(Given problem) Rewrite all of the records below, changing every "drop a point on each" to "mark each one with a point" and keeping everything else unchanged. Leave the pictures out of your version.

(The input)
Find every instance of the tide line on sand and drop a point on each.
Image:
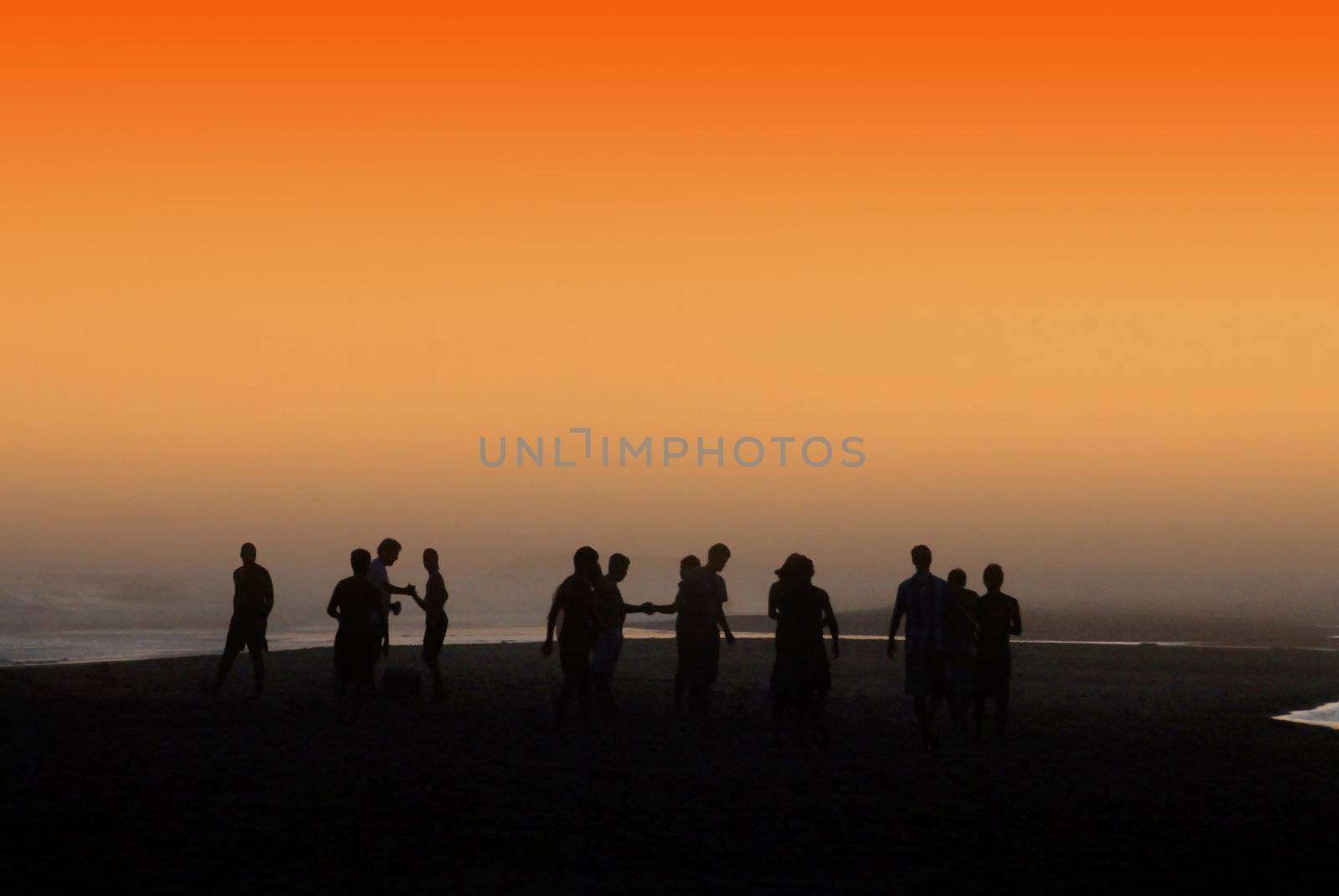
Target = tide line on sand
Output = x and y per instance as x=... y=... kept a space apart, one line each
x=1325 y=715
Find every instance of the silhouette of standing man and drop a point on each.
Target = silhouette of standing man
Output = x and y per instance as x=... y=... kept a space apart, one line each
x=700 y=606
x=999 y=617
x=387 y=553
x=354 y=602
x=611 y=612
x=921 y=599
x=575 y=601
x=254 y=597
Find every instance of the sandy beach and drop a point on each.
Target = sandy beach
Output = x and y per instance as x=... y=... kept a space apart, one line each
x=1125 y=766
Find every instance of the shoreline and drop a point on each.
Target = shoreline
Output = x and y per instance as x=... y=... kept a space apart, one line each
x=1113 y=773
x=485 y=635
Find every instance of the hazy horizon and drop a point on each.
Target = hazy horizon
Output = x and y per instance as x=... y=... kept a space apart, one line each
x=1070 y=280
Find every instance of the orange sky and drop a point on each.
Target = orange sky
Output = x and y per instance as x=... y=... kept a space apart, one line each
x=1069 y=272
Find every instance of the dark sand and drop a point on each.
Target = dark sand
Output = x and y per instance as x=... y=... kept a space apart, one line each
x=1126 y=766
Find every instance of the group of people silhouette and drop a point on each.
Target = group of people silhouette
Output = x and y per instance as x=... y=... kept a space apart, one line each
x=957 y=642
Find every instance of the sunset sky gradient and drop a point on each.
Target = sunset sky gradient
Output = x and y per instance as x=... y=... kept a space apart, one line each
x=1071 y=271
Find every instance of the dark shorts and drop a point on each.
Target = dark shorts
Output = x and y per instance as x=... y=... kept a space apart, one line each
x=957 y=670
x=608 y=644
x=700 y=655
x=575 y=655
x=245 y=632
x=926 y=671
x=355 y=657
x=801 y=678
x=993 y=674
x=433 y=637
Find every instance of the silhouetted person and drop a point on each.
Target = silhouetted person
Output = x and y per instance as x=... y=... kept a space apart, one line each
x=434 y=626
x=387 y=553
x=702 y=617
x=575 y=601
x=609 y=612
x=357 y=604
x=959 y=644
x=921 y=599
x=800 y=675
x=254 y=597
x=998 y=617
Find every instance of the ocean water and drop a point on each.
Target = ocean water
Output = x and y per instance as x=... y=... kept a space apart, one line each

(Written solution)
Find every instance of the tide line on sand and mark each one with a point.
Image:
Target = tide line on sand
Output = x and y per instance as x=... y=... kept a space apart, one line each
x=1325 y=715
Find every instance of the silhouette of standing man and mark each one with a point.
Target = silhouette of standing man
Output = x and y per instance as x=... y=... kept a space apart, one line each
x=700 y=606
x=999 y=617
x=387 y=553
x=354 y=602
x=611 y=612
x=921 y=599
x=575 y=601
x=254 y=597
Find every instance of the sandy beach and mark each one with a point.
Target = sandy beach
Output = x and y per instance as x=... y=... kept a space apart, one line each
x=1125 y=766
Find every instance of the shoreline and mark each one with a point.
Target = shoreline
Output = x and y per instance as x=... y=... kept a space apart, one line each
x=1113 y=773
x=485 y=635
Find every instance of the hazy horizon and mark each one with a point.
Target = hazy horizon
Output = x and y per instance as x=... y=... kept a space apart, one line each
x=1070 y=280
Find every instance of the orange sky and mark each one with a point.
Target = orange sky
Output = x and y per instance as x=... y=... kept a space apart, one line each
x=1069 y=272
Find every instance of the dark sand and mark each one with a point.
Target = dark sand
Output = x and y per instance as x=... y=... kept a space apart, one line each
x=1126 y=766
Find every instance of the group of people silhouette and mark each one with a point.
Target = group of people silhouette
Output = x and y per instance as x=... y=... kept a space apart, one line each
x=957 y=642
Find every instance of the sunset sky gradient and mark each one with a point.
Target = sunset sky gradient
Output = x and y per instance as x=... y=... kept a space apart, one line each
x=1071 y=271
Find every instance of the dark shorts and mark each one with a point.
Target = dark shorts
Output = x and y per instance as x=... y=... kept a space apart, one line each
x=957 y=670
x=608 y=644
x=700 y=655
x=575 y=655
x=245 y=632
x=926 y=671
x=355 y=657
x=801 y=678
x=993 y=674
x=433 y=637
Find every instance of the silhouetted person and mark each one with a point.
Target = silhouetted person
Output = x and y per instance as x=... y=... kept a space apart, one line each
x=434 y=626
x=387 y=553
x=702 y=617
x=575 y=601
x=609 y=612
x=357 y=604
x=959 y=644
x=921 y=599
x=800 y=675
x=254 y=597
x=998 y=617
Find every instance of the ocean water and mark each one with a point.
Target = ocean water
Output = x and y per instance as x=... y=... kept a space apart, one line each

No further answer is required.